:: WHAT IS EXPECTED ::
Return every line of the listing that contains the string "wall", treating uppercase and lowercase as different.

————————

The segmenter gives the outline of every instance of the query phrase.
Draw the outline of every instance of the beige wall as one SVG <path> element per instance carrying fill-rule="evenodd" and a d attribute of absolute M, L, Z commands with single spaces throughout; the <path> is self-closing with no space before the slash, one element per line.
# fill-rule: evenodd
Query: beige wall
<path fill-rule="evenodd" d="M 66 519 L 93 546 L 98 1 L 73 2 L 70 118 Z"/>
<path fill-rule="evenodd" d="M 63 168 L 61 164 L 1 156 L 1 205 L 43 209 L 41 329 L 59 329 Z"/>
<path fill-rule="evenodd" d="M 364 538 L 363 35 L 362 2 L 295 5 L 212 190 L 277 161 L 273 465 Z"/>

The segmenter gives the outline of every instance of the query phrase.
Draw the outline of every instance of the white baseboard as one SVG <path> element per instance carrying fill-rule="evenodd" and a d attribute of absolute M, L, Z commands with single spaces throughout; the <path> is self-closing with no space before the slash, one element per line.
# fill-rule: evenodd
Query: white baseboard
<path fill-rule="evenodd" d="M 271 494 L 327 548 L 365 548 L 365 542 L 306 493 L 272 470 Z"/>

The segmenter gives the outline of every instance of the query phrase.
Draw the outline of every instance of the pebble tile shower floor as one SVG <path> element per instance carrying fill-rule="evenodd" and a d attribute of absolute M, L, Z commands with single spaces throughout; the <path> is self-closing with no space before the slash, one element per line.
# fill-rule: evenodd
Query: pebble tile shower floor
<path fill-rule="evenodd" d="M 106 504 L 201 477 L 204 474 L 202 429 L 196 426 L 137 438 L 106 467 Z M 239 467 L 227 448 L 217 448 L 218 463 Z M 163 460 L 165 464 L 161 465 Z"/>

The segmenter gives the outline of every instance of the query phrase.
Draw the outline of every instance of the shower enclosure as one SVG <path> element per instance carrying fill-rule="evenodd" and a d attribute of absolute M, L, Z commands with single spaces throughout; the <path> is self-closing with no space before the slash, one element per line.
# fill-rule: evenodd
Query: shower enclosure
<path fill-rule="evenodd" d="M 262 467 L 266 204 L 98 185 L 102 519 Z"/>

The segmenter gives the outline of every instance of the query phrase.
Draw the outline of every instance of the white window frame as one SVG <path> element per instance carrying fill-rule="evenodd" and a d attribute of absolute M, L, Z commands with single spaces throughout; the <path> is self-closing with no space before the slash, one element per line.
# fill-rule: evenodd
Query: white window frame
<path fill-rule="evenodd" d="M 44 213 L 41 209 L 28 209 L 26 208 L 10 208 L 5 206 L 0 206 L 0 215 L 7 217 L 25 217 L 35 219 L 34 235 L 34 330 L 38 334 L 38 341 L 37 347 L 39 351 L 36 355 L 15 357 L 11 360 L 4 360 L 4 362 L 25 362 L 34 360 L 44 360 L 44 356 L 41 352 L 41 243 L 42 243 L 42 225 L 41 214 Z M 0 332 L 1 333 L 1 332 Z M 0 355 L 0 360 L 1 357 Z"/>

————————

:: EXPECTED OUTPUT ::
Draw the outline of every instance of the beige wall as one SVG <path> element per instance carrying fill-rule="evenodd" and a d attribute of absolute M, L, Z commands with single spaces throughout; the <path> is self-closing with no space before the slash, one element per line.
Query: beige wall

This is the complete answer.